*OBJECTIVE:*
Every entry needs to be printed exactly, please.

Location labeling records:

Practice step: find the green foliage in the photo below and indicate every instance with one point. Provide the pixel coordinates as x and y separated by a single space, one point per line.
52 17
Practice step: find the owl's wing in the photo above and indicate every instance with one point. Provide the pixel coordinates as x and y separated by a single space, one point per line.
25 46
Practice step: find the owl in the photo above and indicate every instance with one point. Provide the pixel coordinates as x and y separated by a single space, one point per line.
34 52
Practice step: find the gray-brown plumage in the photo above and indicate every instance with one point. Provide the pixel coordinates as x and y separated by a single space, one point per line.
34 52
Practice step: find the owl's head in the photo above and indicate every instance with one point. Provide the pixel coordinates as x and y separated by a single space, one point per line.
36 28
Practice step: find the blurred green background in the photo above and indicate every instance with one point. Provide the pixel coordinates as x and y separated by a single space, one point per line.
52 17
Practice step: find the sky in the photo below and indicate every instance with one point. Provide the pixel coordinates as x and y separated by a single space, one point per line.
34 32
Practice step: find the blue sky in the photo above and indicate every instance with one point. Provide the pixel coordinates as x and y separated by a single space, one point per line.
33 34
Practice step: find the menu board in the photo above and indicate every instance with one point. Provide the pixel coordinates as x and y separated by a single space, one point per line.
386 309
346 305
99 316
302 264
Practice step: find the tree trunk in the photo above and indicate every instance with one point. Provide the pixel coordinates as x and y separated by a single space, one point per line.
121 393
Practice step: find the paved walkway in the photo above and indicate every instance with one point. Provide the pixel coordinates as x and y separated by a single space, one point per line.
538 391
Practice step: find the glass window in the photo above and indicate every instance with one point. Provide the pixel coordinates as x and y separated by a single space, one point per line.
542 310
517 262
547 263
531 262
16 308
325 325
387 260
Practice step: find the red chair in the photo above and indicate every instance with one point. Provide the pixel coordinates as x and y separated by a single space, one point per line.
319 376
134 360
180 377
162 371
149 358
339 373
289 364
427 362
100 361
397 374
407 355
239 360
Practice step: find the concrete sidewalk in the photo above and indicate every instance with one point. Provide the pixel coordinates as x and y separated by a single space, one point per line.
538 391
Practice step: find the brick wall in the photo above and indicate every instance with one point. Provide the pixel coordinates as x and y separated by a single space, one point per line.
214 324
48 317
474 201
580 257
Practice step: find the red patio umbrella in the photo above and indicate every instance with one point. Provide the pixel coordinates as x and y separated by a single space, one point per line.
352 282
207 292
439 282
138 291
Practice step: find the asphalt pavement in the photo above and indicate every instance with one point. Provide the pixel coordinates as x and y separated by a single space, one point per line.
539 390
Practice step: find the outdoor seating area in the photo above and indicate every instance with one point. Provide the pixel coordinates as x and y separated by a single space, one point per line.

*FINAL ANSWER:*
Practice step: find the green foliage in the photo below and indicate every instance with one point. Provide the pixel coordinates as x and y separated by a single space, one point per line.
52 17
Practice step: find the owl's wing in the photo above and indicate every instance with one point. Provide the pixel coordinates as x and y separated by a single space, one point per line.
25 46
Practice step: find the owl in the photo above and indicate every instance with one point. Provide the pixel coordinates as x and y separated by a single space, one point per line.
34 52
Practice step: find the gray-brown plumage in the photo above and indicate every instance with one point. Provide the pixel coordinates as x and y separated by a single space, one point per line.
34 52
Practice step: find the owl's head in the photo above and indicate every instance with one point. Provide the pixel coordinates as x and y separated by a single space, one point per line.
36 28
Practice step: find the blurred green background in the photo above and indicate every instance with one point. Provide the pixel coordinates as x and y separated by a single space, one point per line.
52 17
Practice step: find the sky in the photo below and indicate every instance with one point. Provide the pixel coordinates as x and y separated by a single space, one point per line.
34 32
Practice step: find the blue sky in the photo above and indicate every instance with one point. Provide the pixel coordinates as x and y separated by a single space, one point per line.
33 34
Practice step: find the menu board in the photo above and indicate every instance with one point. Provide the pixel coordinates as x and y separated by a single space, one point per line.
386 309
346 305
99 316
302 264
Practice step: find the tree trunk in the photo above and indicate every instance with one point. Provide the pixel coordinates as x and y separated by a single space, one point per line.
121 393
Practice step: find the paved walkway in the photo above and indicate every instance with one point. Provide the pixel coordinates as x and y separated by a single space, one point per line.
538 391
Practice step: find the glass window in the photo above and indicate every instance with one point. Provide the pixel coordinates as x and y separated by a single space, one point per line.
542 310
517 262
547 263
531 262
16 308
325 325
387 260
Practice step: find the red chair in the photo above and indicate every instance with one point. Provide the pixel coordinates as x and y separated by a single space, one point per line.
319 376
134 360
180 377
162 371
149 358
339 373
289 364
427 362
100 361
397 374
407 355
239 360
Practice step: find the concrete sidewalk in the photo above and indicate every instance with one point. Provide the pixel coordinates as x and y separated by a single space, one point per line.
538 391
Practice step: find the brick wall in the photo above and indicate every instance with one point. Provide the pixel coordinates as x and y separated by a single space, one point per line.
214 324
48 317
474 201
580 257
Practice step: find the red patio umbrella in the photo above and indicate every instance with one point. Provide the pixel coordinates as x and y separated by a single space, one point per line.
352 282
207 292
439 282
138 291
Practice step: find the asphalt pavement in the photo above and indicate every instance with one point. Provide the pixel coordinates as x and y separated by a single space, one point per line.
539 390
Practice step: find the outdoor seating area in the photo above and indicate every instance with one point. Provide the pixel coordinates as x and y separated by a single space, one point per line.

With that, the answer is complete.